| Source text |
BEGIN
How many times a day do you reach for your phone to “show” someone something? To illustrate an idea? To illustrate a look, a technique, a store, a game-day play, a powerful image?

I’m betting it’s several, let’s say, more than five times a day. And, why is that? Because the easy access or reach of a mobile device, phone or tablet, helped by a great photographic angle, or increasingly, by a short compelling video, is something that helps propel an explanation. Pictures have the power to tell a story, to drive home a point, to attract, persuade and, yes, sell.

They can also educate, inform, help people “realize” something, convey a message fast. That’s what “Dynamic Demos” is about, our Cover Story in this issue, which examines the new ways people in the spectacle lens arena are amping up the way they are using images, often with the help of digital tools, to advance information about what clearer vision, or glare reduction, or photochromics, or a new lens design, can mean to patients that are searching for explanations and answers.

Our vision business has long been hampered by patients who just can’t “see” the difference between value and premium, between standard and elevated. As our story points out, “That’s the eternal problem of selling eyeglass lenses: you can tell patients that digital designs will work better than the standard designs they are wearing today, that a premium AR coating will help them see better and look better, and that every day, they’ll enjoy a fuller, more satisfying visual experience. But how do you make them see the difference?”
END
Dataset items:
BEGIN
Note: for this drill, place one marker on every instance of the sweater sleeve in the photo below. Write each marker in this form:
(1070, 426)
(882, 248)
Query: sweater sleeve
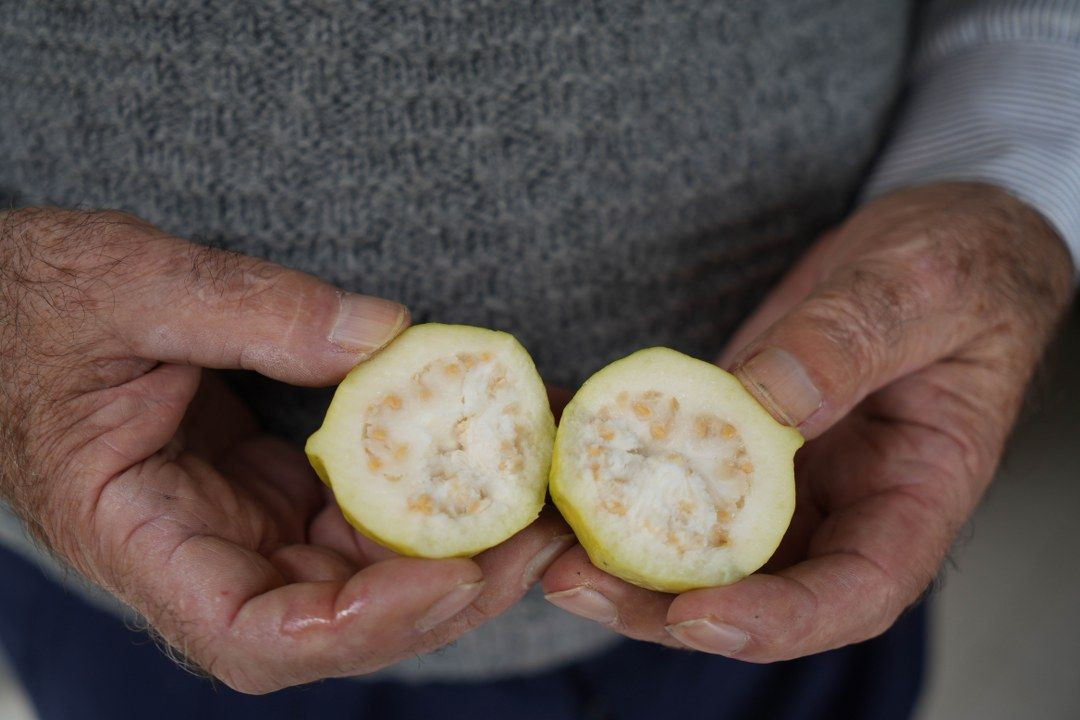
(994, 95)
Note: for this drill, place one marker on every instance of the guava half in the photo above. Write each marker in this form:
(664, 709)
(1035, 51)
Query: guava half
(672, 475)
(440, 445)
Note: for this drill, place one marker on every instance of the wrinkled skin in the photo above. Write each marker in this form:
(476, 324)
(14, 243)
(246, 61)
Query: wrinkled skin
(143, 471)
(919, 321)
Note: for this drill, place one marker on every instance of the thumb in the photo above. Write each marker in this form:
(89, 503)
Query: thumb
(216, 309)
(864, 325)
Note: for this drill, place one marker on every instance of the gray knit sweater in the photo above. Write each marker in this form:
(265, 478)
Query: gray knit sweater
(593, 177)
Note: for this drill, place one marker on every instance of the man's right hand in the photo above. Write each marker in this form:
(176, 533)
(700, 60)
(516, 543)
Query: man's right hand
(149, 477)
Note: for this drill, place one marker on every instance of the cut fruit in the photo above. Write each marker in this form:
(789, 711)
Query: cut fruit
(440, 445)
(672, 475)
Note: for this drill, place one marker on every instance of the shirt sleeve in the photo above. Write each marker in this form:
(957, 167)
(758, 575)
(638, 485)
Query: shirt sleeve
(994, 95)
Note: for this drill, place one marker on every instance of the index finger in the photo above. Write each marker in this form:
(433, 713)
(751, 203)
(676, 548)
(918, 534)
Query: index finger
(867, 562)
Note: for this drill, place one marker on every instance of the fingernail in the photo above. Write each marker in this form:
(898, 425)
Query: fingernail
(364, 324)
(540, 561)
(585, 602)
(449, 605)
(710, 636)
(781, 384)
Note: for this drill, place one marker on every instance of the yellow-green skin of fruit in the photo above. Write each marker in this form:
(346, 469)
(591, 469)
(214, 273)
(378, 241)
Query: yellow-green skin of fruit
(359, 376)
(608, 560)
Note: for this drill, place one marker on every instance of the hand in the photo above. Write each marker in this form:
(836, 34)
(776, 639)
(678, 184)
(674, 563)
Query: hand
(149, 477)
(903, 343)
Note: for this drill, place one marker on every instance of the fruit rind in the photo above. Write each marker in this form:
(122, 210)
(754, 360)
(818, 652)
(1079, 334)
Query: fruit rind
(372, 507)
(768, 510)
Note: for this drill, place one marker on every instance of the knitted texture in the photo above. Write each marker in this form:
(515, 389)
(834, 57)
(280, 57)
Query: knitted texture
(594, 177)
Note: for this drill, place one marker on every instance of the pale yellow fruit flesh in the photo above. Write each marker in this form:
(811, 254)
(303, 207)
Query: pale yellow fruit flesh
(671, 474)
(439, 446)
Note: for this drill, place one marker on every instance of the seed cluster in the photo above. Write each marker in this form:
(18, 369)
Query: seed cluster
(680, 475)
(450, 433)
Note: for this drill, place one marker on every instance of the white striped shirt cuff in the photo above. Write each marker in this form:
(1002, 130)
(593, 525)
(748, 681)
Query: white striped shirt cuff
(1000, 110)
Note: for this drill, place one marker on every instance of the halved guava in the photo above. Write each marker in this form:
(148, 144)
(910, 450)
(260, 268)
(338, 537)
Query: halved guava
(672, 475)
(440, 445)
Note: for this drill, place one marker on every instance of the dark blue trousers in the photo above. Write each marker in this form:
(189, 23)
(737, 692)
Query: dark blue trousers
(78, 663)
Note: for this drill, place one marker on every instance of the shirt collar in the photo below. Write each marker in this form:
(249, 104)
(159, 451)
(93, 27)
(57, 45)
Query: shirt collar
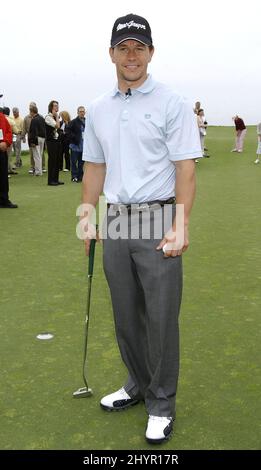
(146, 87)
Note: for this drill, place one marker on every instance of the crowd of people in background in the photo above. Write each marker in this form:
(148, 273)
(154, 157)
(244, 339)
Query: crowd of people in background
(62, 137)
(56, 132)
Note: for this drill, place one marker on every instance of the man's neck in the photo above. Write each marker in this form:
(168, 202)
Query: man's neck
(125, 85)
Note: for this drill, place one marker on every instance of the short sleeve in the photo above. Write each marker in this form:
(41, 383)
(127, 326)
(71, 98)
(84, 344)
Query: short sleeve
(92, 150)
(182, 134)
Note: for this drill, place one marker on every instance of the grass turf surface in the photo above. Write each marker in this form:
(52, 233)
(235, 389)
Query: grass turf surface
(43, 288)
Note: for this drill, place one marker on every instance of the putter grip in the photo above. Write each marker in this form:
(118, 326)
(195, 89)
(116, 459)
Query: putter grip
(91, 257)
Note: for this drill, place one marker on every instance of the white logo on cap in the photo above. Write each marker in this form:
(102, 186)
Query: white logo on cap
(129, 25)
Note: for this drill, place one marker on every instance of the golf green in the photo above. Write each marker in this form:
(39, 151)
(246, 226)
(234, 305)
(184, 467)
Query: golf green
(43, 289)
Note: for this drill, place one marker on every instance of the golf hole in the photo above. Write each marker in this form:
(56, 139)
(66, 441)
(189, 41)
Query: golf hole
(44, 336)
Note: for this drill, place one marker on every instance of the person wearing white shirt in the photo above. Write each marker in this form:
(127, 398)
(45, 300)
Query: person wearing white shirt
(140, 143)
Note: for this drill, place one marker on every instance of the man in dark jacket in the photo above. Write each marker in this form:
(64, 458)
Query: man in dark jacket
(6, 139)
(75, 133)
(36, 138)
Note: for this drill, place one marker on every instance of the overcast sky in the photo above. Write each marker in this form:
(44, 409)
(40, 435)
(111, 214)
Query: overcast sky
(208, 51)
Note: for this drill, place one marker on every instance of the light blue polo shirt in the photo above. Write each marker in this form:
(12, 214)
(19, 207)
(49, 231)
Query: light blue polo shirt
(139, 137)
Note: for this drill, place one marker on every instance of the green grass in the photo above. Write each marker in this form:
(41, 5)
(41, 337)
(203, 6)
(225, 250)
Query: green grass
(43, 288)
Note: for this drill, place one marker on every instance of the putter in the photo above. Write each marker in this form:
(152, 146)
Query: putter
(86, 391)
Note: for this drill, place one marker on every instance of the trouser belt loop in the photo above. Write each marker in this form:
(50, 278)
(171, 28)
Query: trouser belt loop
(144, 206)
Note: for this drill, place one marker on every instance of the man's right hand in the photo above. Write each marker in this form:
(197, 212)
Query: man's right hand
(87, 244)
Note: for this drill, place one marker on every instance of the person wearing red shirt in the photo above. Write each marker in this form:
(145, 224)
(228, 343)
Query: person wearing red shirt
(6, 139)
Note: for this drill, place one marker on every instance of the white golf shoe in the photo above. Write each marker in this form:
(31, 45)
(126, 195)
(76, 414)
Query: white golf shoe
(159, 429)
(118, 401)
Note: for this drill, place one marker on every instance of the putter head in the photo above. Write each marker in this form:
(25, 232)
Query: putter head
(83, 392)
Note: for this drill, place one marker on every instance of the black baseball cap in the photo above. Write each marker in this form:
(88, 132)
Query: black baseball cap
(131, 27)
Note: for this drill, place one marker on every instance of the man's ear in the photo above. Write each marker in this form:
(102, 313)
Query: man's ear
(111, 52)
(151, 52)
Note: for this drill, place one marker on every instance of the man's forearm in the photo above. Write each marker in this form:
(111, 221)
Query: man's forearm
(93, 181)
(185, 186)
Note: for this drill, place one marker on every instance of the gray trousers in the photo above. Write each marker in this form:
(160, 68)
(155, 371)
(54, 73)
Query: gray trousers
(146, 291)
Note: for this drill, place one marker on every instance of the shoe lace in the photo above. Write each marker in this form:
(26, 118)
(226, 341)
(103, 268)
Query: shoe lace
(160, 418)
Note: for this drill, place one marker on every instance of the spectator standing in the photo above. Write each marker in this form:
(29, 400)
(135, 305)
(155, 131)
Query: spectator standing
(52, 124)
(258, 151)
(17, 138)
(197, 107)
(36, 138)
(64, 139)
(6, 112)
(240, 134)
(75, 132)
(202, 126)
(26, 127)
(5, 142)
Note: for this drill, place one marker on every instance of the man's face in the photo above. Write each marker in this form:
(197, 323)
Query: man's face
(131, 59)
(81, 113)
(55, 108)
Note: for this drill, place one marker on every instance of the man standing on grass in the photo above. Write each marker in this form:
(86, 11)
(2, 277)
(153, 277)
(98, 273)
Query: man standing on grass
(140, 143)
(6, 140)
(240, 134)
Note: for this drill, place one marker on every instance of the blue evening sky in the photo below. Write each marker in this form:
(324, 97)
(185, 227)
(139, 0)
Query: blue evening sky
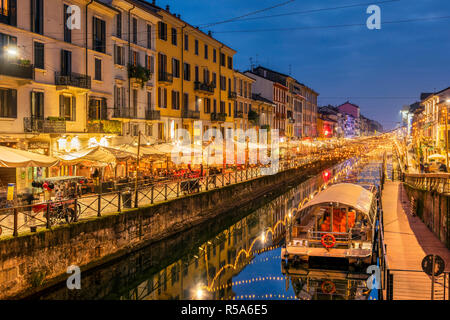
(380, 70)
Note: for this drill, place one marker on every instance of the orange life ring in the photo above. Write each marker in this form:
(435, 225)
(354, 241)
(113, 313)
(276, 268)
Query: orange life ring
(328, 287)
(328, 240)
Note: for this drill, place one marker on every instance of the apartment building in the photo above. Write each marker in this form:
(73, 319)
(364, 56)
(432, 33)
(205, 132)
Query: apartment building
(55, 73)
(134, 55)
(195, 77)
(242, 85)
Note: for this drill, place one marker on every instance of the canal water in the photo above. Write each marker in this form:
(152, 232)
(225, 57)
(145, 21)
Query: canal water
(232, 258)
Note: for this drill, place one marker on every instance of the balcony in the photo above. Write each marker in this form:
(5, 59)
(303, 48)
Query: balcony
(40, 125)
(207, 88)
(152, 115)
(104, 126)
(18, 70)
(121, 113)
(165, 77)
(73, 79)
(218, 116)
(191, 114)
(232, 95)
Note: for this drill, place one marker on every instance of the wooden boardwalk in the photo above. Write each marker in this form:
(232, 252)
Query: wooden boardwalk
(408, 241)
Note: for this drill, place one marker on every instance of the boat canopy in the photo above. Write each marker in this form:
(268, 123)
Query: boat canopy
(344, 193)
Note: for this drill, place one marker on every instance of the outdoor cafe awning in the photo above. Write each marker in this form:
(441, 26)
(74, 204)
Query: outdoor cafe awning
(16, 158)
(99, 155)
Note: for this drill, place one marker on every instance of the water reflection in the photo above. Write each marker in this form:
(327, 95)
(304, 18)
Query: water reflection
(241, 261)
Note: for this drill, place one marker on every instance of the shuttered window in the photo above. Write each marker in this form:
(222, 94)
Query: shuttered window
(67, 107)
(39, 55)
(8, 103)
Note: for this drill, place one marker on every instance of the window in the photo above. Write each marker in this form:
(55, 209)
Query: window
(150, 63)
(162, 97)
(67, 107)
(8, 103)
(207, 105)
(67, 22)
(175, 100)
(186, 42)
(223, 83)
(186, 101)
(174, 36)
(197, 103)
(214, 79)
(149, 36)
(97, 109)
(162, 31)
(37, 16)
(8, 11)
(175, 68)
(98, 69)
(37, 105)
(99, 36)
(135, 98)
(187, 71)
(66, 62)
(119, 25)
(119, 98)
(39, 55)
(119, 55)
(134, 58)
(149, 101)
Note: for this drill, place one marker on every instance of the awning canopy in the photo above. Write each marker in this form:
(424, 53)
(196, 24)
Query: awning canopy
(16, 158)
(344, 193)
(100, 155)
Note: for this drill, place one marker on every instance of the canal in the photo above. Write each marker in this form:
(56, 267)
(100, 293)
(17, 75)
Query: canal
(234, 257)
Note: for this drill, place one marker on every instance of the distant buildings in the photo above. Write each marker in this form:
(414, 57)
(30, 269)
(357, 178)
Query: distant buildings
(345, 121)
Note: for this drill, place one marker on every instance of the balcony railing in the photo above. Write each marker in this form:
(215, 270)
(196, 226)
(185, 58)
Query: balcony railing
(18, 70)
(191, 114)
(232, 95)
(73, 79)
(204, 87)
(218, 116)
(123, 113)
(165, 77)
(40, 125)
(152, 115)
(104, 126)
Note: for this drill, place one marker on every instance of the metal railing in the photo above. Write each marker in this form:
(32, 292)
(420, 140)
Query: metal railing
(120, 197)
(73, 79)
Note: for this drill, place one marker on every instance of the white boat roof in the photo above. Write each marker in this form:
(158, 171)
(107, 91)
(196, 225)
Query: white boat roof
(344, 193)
END
| Exercise |
Please give the title of the Cover Story in this issue, as named in the source text.

| Solution |
The Cover Story is titled "Dynamic Demos."